▸ **Your goal**
Copy out the records word for word, starting at the line containing "Mark the stainless steel faucet, one" and continuing through the end of the records.

start Supplied records

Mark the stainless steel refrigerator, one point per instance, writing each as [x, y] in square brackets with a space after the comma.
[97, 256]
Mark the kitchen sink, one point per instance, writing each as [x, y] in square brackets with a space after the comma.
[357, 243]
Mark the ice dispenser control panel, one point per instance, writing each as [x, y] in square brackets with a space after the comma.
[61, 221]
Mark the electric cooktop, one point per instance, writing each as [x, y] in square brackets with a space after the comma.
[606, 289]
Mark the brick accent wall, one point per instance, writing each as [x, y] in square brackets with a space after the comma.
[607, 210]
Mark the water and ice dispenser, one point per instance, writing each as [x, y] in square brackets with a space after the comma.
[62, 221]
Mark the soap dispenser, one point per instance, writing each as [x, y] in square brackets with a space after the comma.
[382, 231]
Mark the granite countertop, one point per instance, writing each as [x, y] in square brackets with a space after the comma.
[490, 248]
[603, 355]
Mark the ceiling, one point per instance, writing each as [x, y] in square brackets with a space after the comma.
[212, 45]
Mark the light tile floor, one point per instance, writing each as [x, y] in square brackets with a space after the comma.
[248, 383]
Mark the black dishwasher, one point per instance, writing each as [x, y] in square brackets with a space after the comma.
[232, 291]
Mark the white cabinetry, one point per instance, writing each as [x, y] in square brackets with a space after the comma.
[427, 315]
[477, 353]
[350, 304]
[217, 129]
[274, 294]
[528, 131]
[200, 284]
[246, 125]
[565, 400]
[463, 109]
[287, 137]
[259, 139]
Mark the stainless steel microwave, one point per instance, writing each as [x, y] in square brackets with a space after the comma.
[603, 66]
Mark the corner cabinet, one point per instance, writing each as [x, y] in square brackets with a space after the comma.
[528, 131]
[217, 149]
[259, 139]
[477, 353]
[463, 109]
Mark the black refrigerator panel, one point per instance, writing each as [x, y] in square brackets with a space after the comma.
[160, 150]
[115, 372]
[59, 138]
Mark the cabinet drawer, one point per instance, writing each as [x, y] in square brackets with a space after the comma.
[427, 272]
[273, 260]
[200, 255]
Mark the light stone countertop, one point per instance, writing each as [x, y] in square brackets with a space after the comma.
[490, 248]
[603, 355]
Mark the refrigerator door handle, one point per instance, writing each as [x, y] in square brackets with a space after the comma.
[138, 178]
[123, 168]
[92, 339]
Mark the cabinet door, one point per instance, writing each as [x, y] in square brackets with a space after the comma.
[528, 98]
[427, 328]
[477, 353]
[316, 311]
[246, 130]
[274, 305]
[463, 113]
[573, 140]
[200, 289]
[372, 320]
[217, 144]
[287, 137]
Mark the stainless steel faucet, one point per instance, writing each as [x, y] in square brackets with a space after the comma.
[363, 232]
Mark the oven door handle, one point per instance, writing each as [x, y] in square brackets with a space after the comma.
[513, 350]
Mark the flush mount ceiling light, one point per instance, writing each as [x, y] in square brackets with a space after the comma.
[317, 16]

end Supplied records

▸ **Response to this task**
Mark the stainless steel faucet, one point per instance, writing each as [x, y] in square brackets with a space after the comma.
[363, 232]
Mark the oven door handle, one point per instance, writing each as [x, y] in square brackets with a space after the comma.
[513, 350]
Mark the flush mount ceiling light, one point per instance, writing each as [x, y] in square brackets with a space after the comma.
[317, 16]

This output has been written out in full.